The exercise:
List every name that the raid5 change notes refer to as a flag.

Text passage:
■ ■ ■ ■ ■ ■ ■

When a check operation determines that the parity needs to be repaired we
reuse the existing compute block infrastructure to carry out the operation.
Repair operations imply an immediate write back of the data, so to
differentiate a repair from a normal compute operation the
STRIPE_OP_MOD_REPAIR_PD flag is added.
Changelog:
* remove test_and_set/test_and_clear BUG_ONs, Neil Brown
Signed-off-by: Dan Williams <dan.j.williams@intel.com>
Acked-By: NeilBrown <neilb@suse.de>
handle_stripe will compute a block when a backing disk has failed, or when
it determines it can save a disk read by computing the block from all the
other up-to-date blocks.
Previously a block would be computed under the lock and subsequent logic in
handle_stripe could use the newly up-to-date block. With the raid5_run_ops
implementation the compute operation is carried out a later time outside
the lock. To preserve the old functionality we take advantage of the
dependency chain feature of async_tx to flag the block as R5_Wantcompute
and then let other parts of handle_stripe operate on the block as if it
were up-to-date. raid5_run_ops guarantees that the block will be ready
before it is used in another operation.
However, this only works in cases where the compute and the dependent
operation are scheduled at the same time. If a previous call to
handle_stripe sets the R5_Wantcompute flag there is no facility to pass the
async_tx dependency chain across successive calls to raid5_run_ops. The
req_compute variable protects against this case.
Changelog:
* remove the req_compute BUG_ON
Signed-off-by: Dan Williams <dan.j.williams@intel.com>
Acked-By: NeilBrown <neilb@suse.de>
After handle_stripe5 decides whether it wants to perform a
read-modify-write, or a reconstruct write it calls
handle_write_operations5. A read-modify-write operation will perform an
xor subtraction of the blocks marked with the R5_Wantprexor flag, copy the
new data into the stripe (biodrain) and perform a postxor operation across
all up-to-date blocks to generate the new parity. A reconstruct write is run
when all blocks are already up-to-date in the cache so all that is needed
is a biodrain and postxor.
On the completion path STRIPE_OP_PREXOR will be set if the operation was a
read-modify-write. The STRIPE_OP_BIODRAIN flag is used in the completion
path to differentiate write-initiated postxor operations versus
expansion-initiated postxor operations. Completion of a write triggers i/o
to the drives.

■ ■ ■ ■ ■ ■ ■

Supplied data:
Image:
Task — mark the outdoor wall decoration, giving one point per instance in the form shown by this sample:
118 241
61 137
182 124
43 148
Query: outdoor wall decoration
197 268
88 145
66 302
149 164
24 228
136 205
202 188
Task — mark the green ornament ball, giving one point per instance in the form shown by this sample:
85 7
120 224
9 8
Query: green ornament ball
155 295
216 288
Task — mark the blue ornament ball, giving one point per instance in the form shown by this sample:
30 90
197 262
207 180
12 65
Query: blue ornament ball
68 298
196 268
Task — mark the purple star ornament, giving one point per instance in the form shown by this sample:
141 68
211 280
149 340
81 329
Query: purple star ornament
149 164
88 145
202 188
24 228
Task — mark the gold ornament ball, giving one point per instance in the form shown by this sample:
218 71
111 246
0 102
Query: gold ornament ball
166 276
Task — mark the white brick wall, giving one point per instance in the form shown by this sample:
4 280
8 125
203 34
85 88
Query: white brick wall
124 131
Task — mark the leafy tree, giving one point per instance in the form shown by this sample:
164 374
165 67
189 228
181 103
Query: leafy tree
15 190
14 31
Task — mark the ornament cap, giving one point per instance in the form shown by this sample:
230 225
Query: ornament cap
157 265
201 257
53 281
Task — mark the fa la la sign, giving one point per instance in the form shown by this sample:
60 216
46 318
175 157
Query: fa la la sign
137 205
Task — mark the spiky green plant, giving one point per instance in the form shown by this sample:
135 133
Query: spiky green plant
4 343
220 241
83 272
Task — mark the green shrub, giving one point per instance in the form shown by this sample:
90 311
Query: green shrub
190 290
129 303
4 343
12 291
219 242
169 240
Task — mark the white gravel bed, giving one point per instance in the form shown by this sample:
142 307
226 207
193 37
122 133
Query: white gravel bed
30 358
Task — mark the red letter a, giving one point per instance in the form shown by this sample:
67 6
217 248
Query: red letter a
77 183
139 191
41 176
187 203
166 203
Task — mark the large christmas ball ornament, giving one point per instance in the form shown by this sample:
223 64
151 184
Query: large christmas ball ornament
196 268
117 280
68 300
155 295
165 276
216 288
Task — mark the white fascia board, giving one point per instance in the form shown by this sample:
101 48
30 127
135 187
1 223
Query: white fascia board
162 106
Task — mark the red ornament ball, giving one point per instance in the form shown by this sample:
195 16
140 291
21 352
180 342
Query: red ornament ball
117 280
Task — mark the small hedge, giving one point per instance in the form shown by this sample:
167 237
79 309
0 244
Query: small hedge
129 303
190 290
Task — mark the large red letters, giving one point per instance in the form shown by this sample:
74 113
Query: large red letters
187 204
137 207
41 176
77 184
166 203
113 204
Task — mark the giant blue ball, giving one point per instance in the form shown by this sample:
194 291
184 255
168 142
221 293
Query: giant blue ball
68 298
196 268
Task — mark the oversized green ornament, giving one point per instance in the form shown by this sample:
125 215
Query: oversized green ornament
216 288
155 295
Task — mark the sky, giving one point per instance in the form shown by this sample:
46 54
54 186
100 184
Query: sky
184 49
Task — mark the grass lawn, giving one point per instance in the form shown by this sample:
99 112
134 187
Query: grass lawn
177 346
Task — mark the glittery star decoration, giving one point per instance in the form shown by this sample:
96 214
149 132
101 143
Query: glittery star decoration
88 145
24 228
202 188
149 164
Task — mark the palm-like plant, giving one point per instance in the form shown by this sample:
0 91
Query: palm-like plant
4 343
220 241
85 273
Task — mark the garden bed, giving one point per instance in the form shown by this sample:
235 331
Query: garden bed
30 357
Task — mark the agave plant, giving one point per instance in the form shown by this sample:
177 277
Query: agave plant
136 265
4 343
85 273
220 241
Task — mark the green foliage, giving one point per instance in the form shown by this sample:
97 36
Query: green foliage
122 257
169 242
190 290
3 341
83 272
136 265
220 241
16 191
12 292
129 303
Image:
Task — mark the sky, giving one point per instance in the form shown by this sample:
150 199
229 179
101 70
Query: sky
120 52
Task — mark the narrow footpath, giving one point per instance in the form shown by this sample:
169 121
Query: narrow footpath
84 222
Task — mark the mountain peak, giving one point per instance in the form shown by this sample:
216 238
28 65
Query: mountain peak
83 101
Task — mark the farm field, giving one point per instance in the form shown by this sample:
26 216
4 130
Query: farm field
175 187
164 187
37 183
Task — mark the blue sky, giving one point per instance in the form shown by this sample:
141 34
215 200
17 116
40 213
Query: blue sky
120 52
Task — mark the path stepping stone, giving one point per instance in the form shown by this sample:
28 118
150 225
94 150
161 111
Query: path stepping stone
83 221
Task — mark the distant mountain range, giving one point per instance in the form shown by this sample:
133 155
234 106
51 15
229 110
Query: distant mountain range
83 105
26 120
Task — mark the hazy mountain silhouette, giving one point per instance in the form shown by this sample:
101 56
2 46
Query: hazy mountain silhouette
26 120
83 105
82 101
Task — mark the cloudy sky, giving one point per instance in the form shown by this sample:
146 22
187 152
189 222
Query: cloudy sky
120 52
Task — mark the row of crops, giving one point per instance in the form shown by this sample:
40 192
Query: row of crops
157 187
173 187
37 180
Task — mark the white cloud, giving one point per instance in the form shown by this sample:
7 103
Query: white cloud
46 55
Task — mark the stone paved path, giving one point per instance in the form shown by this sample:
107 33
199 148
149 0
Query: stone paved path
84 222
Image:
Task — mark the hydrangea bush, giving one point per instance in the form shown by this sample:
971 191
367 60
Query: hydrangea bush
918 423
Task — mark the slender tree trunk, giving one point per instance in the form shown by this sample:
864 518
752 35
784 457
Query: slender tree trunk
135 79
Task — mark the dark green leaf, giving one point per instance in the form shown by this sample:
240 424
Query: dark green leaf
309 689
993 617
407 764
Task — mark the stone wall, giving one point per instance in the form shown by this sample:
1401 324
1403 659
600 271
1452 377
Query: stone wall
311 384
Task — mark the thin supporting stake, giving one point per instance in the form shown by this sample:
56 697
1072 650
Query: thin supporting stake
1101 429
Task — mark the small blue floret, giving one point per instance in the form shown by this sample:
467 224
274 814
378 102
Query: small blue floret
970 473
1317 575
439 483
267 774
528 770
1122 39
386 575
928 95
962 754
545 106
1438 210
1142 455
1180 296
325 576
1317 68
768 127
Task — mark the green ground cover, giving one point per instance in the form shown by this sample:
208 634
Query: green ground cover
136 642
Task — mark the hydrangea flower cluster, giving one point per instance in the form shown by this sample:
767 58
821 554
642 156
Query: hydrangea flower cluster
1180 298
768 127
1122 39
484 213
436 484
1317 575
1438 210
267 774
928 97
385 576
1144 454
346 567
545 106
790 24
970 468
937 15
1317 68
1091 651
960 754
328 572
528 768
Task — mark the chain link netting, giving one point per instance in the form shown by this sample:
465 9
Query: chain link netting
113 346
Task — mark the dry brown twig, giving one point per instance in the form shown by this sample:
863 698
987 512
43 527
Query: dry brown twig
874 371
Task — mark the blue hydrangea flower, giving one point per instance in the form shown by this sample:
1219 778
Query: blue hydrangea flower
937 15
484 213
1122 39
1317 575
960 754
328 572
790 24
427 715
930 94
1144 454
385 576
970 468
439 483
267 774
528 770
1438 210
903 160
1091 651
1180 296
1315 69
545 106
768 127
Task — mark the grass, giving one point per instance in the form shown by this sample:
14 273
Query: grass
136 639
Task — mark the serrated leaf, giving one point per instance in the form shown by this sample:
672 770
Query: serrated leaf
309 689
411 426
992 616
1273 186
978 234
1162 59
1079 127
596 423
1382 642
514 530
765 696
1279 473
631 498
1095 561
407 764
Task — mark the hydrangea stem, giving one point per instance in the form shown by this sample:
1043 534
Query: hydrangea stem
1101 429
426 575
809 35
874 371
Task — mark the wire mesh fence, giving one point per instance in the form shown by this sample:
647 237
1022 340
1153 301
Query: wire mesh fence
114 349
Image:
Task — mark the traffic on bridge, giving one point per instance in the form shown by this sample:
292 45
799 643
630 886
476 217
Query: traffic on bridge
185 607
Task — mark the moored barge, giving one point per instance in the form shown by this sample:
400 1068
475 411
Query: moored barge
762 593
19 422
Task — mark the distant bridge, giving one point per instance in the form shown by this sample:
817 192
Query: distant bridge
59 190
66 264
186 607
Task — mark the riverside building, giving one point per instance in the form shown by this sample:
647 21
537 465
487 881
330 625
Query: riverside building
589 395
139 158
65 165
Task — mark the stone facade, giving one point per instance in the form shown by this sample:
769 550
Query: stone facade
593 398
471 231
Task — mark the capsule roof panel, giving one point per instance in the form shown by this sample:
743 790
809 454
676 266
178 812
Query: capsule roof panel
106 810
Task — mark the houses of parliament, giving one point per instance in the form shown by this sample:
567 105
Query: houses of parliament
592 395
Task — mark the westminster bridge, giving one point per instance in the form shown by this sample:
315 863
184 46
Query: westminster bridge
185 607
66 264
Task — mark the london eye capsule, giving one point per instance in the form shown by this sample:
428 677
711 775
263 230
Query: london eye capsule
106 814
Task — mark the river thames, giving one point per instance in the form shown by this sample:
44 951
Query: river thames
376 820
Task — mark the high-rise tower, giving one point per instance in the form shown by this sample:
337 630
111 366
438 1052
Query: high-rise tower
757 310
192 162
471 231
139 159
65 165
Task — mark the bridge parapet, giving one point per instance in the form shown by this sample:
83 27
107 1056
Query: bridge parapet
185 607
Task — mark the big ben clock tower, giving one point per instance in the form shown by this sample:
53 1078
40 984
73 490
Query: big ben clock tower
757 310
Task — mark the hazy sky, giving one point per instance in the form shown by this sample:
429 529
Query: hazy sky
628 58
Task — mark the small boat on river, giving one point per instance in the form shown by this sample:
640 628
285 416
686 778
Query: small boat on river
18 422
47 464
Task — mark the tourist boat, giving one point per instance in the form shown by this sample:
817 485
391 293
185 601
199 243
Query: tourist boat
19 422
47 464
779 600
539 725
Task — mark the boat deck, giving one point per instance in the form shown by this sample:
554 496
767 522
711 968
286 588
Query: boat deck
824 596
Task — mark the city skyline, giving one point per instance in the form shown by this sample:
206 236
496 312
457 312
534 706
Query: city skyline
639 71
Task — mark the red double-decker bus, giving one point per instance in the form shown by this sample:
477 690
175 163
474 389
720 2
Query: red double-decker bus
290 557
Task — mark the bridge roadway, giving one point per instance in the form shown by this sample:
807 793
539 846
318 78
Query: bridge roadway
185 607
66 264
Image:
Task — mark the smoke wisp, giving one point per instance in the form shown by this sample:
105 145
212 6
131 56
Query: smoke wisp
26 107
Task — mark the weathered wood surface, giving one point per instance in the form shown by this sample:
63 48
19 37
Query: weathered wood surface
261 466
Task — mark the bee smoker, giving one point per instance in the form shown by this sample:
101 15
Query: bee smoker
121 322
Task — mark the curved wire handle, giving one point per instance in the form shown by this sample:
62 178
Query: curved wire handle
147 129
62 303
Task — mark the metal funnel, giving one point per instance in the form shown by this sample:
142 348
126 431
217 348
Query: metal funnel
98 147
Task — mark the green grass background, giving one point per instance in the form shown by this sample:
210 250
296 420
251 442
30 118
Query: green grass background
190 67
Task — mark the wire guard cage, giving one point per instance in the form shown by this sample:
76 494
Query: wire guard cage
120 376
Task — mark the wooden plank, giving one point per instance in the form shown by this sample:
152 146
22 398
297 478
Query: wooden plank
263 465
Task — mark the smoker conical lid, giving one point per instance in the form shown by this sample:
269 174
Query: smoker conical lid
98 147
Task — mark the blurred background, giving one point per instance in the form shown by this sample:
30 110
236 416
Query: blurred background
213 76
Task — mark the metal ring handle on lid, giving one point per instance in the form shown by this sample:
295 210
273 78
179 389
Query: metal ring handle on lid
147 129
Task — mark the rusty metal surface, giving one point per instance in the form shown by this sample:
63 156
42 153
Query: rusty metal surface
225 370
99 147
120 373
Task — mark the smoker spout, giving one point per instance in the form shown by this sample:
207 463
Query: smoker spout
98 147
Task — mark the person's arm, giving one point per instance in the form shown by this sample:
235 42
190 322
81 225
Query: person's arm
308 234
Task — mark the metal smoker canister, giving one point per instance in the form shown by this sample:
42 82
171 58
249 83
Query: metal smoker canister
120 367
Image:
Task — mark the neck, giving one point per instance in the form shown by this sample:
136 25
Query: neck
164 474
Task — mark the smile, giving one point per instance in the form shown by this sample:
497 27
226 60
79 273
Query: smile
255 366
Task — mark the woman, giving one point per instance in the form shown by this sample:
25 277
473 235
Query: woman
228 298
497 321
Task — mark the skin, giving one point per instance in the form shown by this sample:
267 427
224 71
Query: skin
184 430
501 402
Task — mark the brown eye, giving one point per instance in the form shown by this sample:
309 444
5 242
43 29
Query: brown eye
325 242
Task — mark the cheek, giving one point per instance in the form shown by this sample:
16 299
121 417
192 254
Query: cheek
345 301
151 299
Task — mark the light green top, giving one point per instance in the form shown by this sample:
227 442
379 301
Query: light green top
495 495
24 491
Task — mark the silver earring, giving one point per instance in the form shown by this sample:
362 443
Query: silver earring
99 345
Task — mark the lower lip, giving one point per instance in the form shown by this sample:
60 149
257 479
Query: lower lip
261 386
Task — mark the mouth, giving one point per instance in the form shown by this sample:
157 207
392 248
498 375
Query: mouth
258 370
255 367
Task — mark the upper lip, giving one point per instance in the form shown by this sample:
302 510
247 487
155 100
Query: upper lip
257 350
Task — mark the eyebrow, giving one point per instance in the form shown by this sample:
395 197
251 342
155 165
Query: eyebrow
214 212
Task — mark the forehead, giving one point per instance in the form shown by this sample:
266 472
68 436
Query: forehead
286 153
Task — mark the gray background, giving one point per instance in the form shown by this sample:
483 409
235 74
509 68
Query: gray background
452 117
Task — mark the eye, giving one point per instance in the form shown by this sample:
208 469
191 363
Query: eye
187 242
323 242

■ ■ ■ ■ ■ ■ ■

Solution to this problem:
STRIPE_OP_MOD_REPAIR_PD
R5_Wantcompute
R5_Wantprexor
STRIPE_OP_BIODRAIN